Exercise requirements: Retype the part of the Mininet lab instructions below word for word, starting with "3. Let's perform" and going on through "wireless links?".

NOTE: Make sure you save your output as well as mntopo.py after this step, it is a deliverable
for this project.
10. To exercise what we have just learned, we will create a new topology representing a more
complicated network topology:
11. To create your topology, edit the starter file complextopo.py and create three hosts, h1, h2, and
h3. Next create four switches, s1, s2, s3, and s4. It is important that your hosts and switches use
these names for grading purposes. Then add the links between these hosts and switches as depicted
above. The properties for each link type are provided below:
o Ethernet: Bandwidth 25 Mbps, Delay 2 ms, and loss rate 0%
o WiFi: Bandwidth 10 Mbps, Delay 6 ms, and loss rate 3%
o 3G: Bandwidth 3 Mbps, Delay 10 ms, and loss rate 8%
NOTE: You can use arbitrary port numbers for each link for this topology, since we will not generate
any graphs for this topology. Consider not specifying port numbers when configuring your hosts and
switches. What port numbers does mininet use when you do not specify them? Note that the that
default starting port number for hosts is different than for switches. We will interact with this topology it
in the next section!
Network Simulation
1. Using our complex topology, let's explore how to simulate basic network commands over our
topology. To do this, we will launch Mininet's command line interface, or CLI for short. To launch the
simulation, run the following command:
o $ sudo python ./cli.py
o After Mininet loads the complex topology, you should see the Mininet command
prompt: mininet
2. Now let's run some commands. To execute a command on one host, type the host name followed
by the command. For example, let's test the connection between h1 and h2 by typing the following at
the Mininet prompt:
o $ h1 ping h2 -c 10
This will cause h1 to ping h2 with 10 packets of data, and print out results like those in steps 7 and 8
above. Due to the loss rates on the wireless links, you may see some packet loss occur during the
ping command execution.
3. Let's perform a casual experiment. Issue a 100 packet ping command from h1 to h2, and then a
100 packet ping command from h1 to h3. How do the reported statistics differ across the two different
wireless links?
4. Another useful command provided by Mininet is pingall. This command issues ping commands
between all hosts on the topology, and can be useful to verify that your topology is connected. Issue
this command at the Mininet prompt. A failed ping between two hosts is indicated by an X. You may
see an X in the results of your pingall due to the loss rates on the wireless links, but you can run the
command again to confirm the topology is behaving as you intended.
5. We will be explore more complex experiments as the course continues, but for now we are
finished! To close the Mininet simulation, type exit at the Mininet prompt.

Data records:

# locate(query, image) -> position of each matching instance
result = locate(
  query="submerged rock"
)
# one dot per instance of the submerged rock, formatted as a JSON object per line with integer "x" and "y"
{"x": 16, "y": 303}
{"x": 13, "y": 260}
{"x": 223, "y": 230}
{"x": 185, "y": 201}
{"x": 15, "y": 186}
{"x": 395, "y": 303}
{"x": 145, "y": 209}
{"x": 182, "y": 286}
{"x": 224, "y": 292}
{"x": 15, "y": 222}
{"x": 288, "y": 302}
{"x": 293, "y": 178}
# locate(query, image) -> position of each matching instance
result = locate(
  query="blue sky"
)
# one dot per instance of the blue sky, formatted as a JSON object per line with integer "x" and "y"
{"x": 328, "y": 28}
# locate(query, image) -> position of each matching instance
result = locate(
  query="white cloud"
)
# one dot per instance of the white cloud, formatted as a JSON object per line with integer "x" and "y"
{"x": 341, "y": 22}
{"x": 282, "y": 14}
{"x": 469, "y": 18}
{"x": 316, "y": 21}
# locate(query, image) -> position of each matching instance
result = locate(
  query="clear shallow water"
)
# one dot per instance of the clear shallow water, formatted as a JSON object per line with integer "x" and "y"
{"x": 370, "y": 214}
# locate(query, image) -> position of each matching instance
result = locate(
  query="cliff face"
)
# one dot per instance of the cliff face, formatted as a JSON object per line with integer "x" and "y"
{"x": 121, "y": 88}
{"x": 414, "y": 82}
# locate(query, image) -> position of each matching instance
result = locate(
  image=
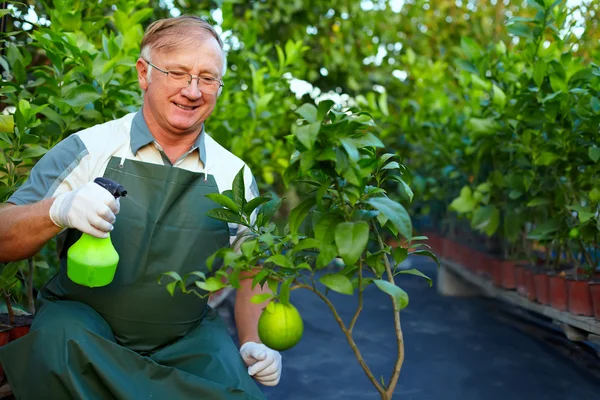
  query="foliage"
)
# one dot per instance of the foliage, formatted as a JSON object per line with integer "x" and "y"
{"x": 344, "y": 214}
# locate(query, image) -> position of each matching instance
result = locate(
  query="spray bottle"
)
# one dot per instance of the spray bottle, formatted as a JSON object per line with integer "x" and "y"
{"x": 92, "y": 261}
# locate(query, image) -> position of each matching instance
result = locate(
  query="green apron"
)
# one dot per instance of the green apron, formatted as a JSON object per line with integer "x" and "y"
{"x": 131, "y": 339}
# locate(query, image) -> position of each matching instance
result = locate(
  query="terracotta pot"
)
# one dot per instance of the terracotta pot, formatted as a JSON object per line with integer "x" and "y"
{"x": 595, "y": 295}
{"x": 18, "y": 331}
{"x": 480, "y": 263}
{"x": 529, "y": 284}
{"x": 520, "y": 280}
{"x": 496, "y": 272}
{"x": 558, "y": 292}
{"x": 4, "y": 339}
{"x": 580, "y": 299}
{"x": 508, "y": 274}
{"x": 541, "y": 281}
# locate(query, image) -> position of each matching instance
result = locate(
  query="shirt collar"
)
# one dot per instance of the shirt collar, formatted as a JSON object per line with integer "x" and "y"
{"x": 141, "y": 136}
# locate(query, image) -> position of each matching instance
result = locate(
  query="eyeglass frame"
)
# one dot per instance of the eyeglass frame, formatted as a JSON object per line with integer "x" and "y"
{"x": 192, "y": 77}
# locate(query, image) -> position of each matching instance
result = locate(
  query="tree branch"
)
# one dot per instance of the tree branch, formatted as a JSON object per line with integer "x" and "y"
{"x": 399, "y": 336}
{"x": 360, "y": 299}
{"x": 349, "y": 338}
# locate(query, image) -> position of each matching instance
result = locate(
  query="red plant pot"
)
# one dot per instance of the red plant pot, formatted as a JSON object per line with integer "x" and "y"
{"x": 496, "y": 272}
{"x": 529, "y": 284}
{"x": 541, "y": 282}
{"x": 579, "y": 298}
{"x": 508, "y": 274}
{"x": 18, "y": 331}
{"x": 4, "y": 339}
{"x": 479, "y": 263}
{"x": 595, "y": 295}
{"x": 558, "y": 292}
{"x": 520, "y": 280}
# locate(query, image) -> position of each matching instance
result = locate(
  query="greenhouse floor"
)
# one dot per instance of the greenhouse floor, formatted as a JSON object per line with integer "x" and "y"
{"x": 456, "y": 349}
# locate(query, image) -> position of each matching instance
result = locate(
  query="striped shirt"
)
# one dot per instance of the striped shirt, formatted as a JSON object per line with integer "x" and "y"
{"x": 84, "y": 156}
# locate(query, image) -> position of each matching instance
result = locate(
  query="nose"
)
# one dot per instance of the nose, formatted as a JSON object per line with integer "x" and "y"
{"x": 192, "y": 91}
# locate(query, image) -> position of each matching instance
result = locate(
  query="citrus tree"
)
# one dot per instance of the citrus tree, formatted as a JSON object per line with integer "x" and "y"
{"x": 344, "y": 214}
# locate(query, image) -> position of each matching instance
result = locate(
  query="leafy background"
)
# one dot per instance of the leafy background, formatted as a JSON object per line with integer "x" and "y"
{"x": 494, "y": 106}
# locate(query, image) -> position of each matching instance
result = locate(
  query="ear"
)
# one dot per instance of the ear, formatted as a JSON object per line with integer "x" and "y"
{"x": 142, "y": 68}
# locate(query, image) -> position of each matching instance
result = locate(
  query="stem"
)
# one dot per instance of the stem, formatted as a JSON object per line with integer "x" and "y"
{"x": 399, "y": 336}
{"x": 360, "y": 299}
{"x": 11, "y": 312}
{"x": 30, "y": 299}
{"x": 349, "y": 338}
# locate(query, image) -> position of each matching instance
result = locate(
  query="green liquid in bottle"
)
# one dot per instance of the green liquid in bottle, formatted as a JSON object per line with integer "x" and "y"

* * *

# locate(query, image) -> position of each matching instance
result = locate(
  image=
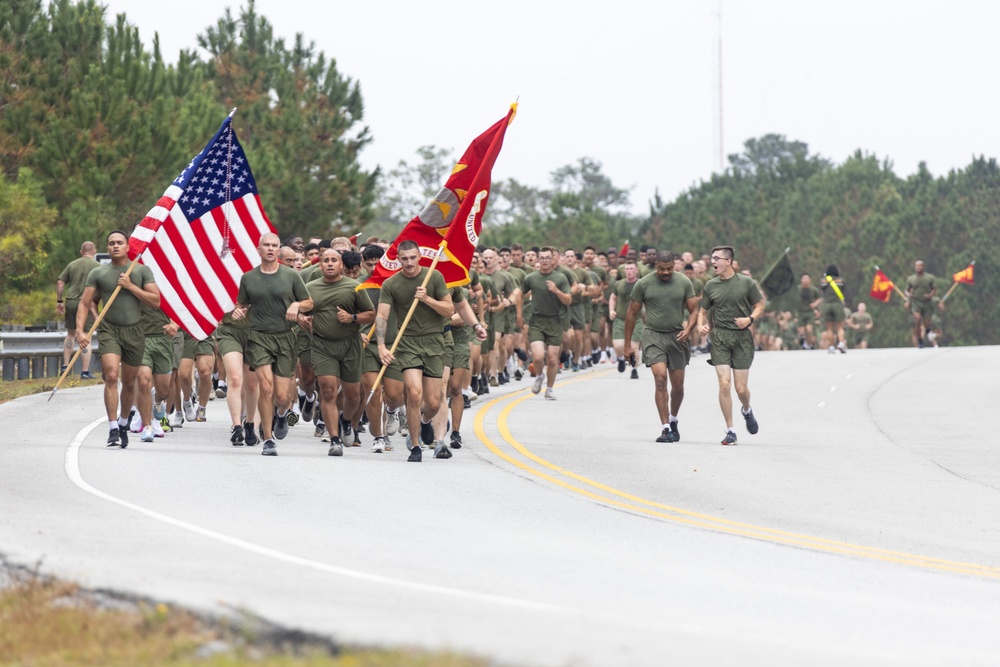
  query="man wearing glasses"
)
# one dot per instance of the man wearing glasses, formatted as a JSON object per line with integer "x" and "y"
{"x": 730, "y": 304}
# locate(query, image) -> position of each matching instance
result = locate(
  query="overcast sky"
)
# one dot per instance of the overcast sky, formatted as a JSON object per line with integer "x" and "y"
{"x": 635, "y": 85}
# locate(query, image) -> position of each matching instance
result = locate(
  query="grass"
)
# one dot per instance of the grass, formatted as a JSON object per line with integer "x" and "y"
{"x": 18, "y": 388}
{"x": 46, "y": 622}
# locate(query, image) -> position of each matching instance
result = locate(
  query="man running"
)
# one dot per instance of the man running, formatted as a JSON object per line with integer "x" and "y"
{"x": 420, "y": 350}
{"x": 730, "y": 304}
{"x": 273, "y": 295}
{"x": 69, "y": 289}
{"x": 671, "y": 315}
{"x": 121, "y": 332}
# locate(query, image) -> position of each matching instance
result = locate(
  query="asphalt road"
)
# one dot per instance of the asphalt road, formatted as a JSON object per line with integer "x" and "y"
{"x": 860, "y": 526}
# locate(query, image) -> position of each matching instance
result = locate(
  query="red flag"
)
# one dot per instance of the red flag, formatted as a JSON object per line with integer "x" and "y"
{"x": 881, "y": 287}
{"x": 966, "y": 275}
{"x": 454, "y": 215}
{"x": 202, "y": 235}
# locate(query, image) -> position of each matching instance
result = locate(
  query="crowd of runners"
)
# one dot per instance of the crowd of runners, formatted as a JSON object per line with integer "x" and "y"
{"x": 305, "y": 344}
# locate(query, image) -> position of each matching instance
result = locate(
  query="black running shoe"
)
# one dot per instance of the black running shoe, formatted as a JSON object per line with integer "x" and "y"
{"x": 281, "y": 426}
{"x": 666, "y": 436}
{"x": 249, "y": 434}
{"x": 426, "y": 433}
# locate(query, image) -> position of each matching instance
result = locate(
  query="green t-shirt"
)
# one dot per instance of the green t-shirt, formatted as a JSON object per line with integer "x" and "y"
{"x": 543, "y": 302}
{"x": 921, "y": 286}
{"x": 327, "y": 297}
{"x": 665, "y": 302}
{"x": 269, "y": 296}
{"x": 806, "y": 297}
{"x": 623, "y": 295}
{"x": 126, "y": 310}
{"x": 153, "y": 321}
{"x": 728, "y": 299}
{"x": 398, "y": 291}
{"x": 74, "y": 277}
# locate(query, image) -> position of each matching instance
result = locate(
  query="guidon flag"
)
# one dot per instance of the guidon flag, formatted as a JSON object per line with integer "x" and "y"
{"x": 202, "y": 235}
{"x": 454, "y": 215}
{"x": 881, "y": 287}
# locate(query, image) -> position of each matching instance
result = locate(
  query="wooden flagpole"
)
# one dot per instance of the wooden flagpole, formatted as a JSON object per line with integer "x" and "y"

Solution for this task:
3. Let's perform a casual experiment. Issue a 100 packet ping command from h1 to h2, and then a
100 packet ping command from h1 to h3. How do the reported statistics differ across the two different
wireless links?